## [Problem requirements]
Reproduce the material from the line containing "Provide the mask of every instance of the light" through the line containing "169L172 169L171 170L171", substituting "electrical outlet cover" for "light switch plate" and leaving everything else unchanged.
───
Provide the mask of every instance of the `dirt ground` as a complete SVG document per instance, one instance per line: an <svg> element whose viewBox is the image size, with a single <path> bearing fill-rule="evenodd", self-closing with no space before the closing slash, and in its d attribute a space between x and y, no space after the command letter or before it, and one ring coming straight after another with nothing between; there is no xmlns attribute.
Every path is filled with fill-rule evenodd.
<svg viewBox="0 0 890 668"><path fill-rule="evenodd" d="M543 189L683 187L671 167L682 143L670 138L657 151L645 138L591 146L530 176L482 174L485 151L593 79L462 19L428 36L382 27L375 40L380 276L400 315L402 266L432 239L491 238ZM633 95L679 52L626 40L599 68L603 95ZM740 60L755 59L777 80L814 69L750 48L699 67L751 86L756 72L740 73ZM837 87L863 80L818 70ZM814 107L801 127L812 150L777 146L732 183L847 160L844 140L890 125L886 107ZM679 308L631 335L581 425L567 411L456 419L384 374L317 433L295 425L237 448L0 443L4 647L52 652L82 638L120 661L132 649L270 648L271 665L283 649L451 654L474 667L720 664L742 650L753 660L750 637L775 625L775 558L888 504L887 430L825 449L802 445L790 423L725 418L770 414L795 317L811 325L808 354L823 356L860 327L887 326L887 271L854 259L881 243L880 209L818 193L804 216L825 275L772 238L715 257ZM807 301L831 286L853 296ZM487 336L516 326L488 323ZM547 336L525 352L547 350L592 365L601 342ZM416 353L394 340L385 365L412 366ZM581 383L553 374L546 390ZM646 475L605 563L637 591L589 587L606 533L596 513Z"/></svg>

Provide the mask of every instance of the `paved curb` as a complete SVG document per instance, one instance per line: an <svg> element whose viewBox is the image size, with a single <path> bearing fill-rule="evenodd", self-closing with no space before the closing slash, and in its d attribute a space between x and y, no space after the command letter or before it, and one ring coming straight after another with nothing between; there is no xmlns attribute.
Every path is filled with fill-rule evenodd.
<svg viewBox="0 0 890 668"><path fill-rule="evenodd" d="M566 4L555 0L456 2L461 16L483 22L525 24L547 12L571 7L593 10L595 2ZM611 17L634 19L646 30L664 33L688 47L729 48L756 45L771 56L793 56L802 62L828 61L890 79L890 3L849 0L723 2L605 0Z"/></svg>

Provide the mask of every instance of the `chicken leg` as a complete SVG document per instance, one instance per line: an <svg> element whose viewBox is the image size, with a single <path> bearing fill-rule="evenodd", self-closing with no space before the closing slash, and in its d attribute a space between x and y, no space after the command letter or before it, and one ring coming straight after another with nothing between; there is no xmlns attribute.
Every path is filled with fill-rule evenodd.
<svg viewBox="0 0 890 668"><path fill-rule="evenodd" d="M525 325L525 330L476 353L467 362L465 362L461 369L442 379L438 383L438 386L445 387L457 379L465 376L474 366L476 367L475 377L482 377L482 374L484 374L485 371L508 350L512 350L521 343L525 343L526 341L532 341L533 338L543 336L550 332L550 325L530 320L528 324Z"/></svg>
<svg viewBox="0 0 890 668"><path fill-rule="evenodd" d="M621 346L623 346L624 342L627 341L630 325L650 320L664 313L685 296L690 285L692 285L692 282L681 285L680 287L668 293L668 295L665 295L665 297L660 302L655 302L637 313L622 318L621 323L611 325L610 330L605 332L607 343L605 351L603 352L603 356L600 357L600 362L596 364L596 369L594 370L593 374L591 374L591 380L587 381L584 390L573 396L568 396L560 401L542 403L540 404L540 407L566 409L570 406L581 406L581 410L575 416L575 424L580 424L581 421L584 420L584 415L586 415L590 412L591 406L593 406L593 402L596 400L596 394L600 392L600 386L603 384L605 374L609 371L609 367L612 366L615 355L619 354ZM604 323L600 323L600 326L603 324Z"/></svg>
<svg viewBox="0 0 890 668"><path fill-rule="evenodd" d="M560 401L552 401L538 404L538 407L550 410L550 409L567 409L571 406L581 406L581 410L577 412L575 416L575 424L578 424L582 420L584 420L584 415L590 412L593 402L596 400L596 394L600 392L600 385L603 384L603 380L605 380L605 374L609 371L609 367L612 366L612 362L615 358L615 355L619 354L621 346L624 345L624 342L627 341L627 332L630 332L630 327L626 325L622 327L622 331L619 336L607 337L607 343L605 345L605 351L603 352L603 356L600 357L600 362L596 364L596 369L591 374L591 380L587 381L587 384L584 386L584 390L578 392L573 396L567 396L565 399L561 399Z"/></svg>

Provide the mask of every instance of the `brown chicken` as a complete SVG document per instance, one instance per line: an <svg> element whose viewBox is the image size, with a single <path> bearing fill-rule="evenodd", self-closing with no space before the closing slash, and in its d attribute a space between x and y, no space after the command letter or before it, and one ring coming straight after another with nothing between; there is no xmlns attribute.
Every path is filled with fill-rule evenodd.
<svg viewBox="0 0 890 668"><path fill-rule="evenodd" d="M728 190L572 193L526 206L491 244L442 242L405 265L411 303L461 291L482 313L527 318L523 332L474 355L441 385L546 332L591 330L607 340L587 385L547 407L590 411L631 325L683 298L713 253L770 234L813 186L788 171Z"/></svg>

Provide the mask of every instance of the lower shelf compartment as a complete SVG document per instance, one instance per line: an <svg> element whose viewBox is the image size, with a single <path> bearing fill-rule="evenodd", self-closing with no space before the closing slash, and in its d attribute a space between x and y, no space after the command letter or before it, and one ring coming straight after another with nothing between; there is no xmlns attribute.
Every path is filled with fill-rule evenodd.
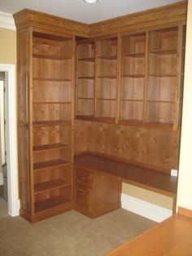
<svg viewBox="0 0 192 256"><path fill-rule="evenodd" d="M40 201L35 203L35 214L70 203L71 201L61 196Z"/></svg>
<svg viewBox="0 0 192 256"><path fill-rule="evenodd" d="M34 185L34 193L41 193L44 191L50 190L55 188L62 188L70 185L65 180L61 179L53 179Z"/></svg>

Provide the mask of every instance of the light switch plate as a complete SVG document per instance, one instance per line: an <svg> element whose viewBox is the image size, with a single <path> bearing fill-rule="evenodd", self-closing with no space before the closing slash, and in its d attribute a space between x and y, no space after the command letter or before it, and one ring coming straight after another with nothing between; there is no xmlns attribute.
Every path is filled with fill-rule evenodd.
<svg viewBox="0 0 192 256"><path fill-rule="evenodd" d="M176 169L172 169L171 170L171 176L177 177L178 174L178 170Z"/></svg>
───
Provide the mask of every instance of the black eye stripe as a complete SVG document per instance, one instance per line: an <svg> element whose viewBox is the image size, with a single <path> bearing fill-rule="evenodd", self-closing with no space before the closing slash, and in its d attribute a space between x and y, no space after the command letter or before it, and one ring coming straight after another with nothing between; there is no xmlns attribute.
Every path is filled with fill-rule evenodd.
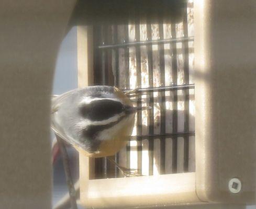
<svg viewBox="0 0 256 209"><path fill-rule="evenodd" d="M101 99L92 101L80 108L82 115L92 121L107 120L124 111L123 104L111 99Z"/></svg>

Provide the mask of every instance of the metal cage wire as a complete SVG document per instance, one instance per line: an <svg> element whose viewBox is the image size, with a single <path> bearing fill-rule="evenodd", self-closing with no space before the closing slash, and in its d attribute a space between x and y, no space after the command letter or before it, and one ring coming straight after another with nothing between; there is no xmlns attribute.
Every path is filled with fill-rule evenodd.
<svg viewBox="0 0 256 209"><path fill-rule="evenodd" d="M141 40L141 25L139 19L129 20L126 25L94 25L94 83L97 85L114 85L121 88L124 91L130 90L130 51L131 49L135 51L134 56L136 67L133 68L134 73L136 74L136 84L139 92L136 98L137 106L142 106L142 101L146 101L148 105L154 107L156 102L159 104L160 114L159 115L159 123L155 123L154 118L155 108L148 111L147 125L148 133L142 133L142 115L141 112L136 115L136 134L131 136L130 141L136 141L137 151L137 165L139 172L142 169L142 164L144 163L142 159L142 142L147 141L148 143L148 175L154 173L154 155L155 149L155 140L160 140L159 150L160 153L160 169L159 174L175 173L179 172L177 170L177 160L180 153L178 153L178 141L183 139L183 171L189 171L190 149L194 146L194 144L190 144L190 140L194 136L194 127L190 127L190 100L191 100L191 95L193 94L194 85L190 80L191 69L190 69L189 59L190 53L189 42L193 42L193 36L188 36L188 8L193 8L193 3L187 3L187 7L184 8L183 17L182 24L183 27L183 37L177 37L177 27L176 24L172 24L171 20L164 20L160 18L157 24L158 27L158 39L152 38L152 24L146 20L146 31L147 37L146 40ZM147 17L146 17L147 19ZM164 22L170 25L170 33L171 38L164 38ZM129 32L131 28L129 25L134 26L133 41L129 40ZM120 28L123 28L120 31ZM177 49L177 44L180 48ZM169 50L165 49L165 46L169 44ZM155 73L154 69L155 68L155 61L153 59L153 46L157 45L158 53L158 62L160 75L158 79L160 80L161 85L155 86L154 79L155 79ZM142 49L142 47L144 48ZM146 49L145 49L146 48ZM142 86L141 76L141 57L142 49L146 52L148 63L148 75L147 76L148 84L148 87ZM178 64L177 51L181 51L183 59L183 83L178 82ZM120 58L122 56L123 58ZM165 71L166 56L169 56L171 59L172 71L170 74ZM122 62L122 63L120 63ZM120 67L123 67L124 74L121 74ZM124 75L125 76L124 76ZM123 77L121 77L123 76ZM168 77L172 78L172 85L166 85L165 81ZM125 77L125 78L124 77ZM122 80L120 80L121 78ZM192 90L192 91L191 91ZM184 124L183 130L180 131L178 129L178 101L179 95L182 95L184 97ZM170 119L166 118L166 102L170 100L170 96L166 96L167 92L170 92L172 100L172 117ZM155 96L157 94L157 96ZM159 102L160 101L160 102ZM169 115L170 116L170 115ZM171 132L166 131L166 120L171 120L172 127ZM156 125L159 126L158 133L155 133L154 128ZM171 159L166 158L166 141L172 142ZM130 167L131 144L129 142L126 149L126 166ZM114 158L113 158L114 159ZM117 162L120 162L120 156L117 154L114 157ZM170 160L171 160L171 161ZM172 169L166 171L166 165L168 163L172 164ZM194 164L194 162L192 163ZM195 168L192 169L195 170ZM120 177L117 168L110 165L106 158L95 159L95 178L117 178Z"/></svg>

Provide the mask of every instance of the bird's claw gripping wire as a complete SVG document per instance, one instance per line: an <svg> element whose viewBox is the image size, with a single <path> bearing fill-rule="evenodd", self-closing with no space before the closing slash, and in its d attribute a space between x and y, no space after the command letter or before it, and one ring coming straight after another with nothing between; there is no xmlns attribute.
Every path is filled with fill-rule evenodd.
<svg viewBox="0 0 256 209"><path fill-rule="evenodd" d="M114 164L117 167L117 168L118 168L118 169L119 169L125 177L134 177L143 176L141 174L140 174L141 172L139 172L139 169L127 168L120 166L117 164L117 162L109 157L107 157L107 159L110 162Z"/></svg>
───
## [Final result]
Provide the mask of every instance of the electrical outlet cover as a complete SVG document per instance, one instance per line: an <svg> element whose viewBox is the image size, with a single <path> bearing fill-rule="evenodd", self-closing with no space before the closing slash, and in its d attribute a space between x and y, no space after the command letter or before it, and one ring coming straight after another with nothing between; there is no xmlns attribute.
Every path is filled with fill-rule evenodd.
<svg viewBox="0 0 192 256"><path fill-rule="evenodd" d="M176 169L172 169L171 170L171 176L177 177L178 174L178 170Z"/></svg>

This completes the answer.